• REQUIREMENT
Pull every line of the entries that has the word "green".

• EXTRACTED MATERIAL
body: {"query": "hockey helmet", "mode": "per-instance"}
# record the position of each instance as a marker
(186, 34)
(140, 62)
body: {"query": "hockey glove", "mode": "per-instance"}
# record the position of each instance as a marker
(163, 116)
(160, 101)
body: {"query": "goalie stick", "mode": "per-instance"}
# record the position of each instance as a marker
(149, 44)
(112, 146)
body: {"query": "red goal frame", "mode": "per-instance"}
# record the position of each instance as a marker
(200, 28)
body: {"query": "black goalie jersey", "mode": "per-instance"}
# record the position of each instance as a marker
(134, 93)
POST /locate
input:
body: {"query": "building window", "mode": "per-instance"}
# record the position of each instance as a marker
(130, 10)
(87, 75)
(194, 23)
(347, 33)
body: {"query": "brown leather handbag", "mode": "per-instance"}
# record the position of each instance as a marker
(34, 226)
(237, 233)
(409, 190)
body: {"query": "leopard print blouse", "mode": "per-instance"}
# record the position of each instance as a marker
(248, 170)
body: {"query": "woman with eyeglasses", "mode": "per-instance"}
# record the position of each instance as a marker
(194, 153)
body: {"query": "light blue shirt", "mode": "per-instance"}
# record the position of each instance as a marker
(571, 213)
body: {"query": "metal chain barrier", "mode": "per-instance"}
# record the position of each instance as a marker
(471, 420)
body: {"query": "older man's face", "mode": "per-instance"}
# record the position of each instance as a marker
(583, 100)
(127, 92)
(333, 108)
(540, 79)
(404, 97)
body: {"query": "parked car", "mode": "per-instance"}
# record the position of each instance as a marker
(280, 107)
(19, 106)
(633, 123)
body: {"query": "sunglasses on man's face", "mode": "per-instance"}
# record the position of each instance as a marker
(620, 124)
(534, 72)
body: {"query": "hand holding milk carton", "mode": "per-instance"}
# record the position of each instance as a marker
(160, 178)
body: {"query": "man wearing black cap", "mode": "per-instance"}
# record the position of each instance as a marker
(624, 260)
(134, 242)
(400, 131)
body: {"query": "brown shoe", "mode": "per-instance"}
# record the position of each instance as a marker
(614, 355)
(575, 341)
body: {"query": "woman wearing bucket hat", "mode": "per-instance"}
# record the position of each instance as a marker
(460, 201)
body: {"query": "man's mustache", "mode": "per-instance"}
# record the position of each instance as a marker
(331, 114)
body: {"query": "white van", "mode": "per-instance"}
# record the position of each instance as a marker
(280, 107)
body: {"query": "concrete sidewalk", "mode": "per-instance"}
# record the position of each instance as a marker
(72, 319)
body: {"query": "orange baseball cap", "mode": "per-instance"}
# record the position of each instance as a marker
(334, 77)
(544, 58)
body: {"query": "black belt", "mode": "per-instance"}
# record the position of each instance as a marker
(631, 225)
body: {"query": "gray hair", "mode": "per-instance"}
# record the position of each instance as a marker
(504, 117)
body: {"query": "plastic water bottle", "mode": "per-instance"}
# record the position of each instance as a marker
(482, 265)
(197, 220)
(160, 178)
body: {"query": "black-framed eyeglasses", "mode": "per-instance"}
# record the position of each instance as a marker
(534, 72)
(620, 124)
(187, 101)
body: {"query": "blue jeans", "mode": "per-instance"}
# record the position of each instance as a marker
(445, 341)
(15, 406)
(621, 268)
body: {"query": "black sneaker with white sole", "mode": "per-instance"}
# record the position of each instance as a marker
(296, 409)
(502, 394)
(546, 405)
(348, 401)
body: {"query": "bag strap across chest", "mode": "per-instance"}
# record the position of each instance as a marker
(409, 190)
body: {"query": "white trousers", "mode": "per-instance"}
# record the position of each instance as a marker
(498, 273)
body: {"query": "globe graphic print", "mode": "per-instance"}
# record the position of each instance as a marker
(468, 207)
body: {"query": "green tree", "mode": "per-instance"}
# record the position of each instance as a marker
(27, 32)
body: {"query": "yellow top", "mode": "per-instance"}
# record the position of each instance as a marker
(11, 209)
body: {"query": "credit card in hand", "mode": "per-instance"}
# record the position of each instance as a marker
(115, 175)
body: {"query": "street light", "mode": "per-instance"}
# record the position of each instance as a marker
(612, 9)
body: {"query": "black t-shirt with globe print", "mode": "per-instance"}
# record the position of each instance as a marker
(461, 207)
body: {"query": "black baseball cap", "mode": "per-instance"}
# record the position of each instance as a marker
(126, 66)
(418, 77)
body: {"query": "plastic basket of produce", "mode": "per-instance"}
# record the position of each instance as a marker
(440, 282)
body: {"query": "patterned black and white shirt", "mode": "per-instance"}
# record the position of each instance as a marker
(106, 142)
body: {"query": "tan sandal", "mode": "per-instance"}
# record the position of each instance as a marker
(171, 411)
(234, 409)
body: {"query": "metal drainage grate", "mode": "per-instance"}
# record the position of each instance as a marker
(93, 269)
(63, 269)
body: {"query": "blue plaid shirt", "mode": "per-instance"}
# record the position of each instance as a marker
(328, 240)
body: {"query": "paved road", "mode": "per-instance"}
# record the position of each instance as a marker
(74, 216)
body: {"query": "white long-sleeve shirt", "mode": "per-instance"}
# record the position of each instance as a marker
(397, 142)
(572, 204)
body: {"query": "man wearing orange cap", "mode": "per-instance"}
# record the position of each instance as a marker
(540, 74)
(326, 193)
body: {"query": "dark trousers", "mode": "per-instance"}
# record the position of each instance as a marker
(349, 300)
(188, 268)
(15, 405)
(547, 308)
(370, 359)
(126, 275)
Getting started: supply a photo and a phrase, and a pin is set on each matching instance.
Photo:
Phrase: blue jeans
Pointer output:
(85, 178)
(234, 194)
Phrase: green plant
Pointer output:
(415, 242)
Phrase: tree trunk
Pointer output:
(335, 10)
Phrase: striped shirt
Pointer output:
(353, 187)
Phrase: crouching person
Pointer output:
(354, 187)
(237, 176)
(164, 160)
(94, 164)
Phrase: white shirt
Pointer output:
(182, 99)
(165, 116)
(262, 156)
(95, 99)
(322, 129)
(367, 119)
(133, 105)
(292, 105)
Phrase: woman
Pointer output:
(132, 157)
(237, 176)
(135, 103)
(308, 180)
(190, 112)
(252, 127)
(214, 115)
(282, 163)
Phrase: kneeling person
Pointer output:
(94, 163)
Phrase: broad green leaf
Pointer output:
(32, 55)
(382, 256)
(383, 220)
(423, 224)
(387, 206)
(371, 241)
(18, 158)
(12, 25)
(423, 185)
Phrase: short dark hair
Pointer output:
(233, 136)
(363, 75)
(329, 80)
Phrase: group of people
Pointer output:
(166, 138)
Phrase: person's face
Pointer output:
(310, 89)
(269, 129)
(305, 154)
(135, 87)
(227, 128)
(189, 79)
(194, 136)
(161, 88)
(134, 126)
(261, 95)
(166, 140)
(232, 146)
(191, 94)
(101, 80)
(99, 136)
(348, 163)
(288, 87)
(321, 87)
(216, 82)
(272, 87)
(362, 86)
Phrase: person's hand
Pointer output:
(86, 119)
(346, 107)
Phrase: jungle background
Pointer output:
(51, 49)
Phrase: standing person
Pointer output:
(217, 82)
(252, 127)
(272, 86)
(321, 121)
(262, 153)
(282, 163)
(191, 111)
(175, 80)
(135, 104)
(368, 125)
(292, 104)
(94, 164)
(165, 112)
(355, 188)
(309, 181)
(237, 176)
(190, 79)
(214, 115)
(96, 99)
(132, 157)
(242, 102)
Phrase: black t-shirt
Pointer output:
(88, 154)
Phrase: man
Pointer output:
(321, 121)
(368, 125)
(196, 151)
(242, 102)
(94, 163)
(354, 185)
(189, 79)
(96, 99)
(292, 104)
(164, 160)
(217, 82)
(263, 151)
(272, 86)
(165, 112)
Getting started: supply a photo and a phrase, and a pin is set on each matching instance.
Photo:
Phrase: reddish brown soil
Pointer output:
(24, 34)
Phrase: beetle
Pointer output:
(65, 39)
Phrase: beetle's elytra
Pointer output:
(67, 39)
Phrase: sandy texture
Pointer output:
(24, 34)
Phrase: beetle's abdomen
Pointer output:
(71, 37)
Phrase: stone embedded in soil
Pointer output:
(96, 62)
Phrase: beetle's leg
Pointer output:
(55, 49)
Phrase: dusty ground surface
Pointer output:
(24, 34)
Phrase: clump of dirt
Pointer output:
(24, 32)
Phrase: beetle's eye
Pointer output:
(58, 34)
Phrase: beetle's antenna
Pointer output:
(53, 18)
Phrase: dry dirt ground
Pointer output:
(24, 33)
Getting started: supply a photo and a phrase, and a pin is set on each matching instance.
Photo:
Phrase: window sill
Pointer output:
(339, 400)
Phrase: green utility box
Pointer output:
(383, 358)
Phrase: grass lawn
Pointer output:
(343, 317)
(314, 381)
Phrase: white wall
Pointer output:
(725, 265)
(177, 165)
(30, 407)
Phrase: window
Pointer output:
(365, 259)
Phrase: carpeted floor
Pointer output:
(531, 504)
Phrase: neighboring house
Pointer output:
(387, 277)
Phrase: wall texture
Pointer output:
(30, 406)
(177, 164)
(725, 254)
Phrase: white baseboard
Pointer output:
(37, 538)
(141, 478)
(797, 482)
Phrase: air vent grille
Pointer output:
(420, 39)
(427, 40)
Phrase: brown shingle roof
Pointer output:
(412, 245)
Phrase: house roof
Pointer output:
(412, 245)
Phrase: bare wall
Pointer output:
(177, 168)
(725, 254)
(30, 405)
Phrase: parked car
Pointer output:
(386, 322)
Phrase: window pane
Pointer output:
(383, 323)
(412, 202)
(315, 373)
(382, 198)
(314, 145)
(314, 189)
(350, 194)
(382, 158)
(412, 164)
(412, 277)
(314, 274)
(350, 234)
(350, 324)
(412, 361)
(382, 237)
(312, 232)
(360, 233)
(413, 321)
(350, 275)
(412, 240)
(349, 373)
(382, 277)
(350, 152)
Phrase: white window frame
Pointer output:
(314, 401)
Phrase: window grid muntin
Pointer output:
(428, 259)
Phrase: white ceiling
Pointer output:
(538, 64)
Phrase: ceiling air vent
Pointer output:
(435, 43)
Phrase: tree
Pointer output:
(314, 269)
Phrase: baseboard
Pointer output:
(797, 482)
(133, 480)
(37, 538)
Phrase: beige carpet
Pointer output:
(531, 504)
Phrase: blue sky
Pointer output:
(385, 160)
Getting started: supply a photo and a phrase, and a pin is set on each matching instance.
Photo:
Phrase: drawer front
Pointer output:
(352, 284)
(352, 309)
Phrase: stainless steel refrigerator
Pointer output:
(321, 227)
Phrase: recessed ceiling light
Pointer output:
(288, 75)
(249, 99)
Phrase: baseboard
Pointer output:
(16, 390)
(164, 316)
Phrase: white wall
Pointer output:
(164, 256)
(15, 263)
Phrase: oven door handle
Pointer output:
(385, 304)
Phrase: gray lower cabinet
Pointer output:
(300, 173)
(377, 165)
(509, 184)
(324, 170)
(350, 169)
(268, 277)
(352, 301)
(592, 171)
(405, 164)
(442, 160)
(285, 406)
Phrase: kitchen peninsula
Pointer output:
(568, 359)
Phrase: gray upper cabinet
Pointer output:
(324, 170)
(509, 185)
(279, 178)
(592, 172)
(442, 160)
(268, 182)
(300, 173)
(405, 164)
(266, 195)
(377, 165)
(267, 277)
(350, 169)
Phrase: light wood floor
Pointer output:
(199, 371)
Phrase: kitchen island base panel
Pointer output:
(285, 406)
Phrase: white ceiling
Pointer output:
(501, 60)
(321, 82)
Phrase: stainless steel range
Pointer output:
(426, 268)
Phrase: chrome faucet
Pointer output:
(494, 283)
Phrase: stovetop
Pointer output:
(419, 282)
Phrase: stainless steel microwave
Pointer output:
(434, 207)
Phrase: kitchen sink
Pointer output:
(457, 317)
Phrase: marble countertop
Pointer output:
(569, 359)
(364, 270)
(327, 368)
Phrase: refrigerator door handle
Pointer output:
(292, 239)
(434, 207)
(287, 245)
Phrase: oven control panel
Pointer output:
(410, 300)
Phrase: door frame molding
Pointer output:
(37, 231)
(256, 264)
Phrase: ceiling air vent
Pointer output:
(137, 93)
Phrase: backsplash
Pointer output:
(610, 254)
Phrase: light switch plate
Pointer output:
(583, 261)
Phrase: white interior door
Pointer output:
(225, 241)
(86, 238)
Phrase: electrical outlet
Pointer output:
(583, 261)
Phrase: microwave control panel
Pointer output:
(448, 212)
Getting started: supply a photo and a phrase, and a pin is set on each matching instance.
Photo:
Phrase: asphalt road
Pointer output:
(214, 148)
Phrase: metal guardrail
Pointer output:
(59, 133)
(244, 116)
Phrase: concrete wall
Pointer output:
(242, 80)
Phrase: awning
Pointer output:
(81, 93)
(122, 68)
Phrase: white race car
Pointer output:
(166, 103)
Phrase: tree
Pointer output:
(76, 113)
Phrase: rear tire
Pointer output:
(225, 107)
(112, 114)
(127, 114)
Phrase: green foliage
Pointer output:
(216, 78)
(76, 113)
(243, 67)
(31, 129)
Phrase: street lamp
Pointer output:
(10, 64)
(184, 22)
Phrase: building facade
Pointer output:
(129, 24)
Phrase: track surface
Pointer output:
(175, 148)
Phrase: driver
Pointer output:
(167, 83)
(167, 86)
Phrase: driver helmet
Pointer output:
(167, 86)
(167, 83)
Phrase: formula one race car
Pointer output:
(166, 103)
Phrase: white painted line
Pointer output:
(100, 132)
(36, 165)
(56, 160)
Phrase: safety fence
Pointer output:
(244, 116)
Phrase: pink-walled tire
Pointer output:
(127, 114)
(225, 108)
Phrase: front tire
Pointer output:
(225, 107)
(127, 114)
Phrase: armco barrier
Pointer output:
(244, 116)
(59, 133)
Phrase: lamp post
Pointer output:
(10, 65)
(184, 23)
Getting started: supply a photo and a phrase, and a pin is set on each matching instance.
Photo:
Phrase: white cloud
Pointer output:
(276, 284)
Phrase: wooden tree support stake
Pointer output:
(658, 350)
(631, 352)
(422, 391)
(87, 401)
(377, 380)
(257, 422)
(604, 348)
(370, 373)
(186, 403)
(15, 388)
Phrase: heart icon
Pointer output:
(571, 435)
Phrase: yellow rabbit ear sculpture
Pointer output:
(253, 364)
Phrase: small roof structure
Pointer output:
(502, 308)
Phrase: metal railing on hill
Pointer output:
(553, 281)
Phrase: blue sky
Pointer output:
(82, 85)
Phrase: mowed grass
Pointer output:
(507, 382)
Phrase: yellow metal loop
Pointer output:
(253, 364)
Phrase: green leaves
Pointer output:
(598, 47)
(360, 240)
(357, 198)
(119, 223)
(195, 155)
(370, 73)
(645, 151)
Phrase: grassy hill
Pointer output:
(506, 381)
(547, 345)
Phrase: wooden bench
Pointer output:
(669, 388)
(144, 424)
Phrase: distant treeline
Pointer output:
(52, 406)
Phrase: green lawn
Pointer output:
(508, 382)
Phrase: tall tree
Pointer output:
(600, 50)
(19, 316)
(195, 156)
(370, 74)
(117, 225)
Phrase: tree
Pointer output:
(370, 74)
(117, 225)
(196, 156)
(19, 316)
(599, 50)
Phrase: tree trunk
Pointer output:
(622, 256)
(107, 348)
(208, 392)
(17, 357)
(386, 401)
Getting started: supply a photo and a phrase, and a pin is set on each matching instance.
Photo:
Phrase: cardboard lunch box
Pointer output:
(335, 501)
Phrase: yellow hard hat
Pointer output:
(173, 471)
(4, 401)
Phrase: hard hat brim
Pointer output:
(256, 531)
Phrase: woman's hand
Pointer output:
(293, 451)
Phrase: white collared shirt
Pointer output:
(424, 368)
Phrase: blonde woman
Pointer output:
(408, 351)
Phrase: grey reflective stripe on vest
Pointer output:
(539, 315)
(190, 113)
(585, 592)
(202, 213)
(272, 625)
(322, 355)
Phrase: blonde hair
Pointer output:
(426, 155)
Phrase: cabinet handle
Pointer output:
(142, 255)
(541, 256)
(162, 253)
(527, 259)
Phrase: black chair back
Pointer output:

• WRITTEN ANSWER
body: {"query": "green tree", "mode": "per-instance"}
Phrase: green plant
Phrase: broad green leaf
Phrase: green utility box
Phrase: green foliage
Phrase: green leaves
Phrase: green lawn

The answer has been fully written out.